### Request
Copy the part of the items below that begins with the line containing "of the rocky" and ends with the line containing "(1010, 582)", including both of those lines, reproducing it verbatim.

### A block of data
────────────────

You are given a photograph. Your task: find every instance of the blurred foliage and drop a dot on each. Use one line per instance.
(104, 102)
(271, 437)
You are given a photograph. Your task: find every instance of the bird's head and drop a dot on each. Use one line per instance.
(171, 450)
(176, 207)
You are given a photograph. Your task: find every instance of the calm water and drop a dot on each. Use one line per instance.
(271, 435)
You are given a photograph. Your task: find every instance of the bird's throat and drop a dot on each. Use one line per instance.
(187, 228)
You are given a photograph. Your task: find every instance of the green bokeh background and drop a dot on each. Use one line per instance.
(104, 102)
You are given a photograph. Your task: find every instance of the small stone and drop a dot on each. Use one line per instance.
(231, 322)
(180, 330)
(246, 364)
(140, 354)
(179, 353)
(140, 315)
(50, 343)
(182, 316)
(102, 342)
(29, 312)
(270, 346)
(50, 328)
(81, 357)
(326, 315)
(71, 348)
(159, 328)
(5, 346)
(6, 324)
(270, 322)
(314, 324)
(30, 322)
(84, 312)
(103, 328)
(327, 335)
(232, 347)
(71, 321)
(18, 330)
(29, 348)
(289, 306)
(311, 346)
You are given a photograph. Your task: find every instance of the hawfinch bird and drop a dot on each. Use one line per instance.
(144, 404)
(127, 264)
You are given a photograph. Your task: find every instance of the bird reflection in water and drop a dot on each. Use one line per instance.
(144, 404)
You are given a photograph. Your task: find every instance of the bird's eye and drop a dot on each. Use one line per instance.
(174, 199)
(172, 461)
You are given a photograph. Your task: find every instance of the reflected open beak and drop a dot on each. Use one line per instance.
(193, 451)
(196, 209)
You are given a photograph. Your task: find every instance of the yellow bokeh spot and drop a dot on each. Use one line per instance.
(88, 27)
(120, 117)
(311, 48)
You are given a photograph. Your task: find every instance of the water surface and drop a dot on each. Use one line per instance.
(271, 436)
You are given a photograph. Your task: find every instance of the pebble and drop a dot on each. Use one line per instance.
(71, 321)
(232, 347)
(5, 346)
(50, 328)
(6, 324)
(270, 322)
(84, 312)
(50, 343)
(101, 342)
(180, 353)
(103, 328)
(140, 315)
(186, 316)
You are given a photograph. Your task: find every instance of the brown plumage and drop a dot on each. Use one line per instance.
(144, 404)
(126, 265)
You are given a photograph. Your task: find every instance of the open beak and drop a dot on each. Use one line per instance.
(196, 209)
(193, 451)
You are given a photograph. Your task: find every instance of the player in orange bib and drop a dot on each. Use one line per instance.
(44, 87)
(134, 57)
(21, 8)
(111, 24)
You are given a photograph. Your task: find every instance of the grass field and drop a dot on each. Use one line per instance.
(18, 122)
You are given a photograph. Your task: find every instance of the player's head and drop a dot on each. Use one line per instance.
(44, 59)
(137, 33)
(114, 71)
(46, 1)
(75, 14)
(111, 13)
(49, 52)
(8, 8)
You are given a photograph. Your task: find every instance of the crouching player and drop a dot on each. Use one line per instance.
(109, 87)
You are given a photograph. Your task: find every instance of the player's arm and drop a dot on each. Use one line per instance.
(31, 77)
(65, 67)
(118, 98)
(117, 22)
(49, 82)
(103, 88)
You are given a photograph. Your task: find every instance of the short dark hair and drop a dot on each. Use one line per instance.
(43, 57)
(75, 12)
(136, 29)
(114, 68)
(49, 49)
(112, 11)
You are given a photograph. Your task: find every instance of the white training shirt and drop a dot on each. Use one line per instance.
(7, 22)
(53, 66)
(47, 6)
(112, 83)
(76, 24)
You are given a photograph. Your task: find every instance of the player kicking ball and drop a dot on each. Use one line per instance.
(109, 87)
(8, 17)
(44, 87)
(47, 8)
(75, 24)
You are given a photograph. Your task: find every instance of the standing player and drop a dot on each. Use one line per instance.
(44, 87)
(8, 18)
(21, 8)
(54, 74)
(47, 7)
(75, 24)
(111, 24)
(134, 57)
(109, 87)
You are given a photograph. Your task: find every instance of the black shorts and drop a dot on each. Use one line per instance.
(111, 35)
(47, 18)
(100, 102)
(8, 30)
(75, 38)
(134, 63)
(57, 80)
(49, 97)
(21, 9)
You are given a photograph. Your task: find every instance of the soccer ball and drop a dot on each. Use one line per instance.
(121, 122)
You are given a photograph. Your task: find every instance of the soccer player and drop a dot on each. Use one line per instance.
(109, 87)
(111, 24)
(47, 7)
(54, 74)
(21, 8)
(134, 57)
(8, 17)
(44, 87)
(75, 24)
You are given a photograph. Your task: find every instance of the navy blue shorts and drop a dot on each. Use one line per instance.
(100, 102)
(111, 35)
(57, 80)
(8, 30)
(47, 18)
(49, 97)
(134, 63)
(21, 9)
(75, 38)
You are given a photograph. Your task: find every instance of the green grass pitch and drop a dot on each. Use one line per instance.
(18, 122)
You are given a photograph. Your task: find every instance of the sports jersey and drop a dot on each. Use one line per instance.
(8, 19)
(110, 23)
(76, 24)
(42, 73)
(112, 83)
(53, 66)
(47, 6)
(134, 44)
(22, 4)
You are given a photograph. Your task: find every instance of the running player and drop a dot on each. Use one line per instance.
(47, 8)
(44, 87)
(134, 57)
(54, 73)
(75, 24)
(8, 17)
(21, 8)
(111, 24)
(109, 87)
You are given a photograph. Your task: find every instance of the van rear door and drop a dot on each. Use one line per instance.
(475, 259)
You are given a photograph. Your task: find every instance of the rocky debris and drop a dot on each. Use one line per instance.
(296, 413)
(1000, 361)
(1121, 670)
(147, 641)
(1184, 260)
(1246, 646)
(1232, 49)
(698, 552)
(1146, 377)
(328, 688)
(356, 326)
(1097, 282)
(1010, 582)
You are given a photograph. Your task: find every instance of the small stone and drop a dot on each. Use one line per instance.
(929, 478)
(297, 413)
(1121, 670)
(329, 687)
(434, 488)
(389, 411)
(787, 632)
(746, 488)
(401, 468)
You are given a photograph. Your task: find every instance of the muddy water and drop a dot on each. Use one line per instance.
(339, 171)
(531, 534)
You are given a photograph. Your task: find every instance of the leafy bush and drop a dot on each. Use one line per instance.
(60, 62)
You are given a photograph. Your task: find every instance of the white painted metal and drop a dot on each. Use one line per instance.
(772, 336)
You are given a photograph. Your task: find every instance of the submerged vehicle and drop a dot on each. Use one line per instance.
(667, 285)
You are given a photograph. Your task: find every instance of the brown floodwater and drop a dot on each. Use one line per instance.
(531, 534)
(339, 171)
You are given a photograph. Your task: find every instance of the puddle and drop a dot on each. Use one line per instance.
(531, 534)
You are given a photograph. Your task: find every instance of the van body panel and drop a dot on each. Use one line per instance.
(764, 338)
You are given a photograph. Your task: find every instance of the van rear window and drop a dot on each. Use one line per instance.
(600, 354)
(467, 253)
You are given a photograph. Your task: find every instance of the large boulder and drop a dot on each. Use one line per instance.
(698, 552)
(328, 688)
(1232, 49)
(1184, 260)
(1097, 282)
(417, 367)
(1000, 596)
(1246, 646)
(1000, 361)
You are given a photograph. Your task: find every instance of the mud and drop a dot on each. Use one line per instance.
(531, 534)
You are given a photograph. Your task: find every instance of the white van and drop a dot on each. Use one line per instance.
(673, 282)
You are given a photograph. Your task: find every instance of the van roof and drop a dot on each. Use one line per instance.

────────────────

### Written response
You are given a photograph. Your task: find every instance of the rocky debris and drop a dot on each. Use one line per instance.
(296, 413)
(1000, 361)
(1121, 670)
(147, 641)
(1184, 260)
(1246, 646)
(1232, 49)
(698, 552)
(1146, 377)
(328, 688)
(356, 326)
(1097, 282)
(1010, 582)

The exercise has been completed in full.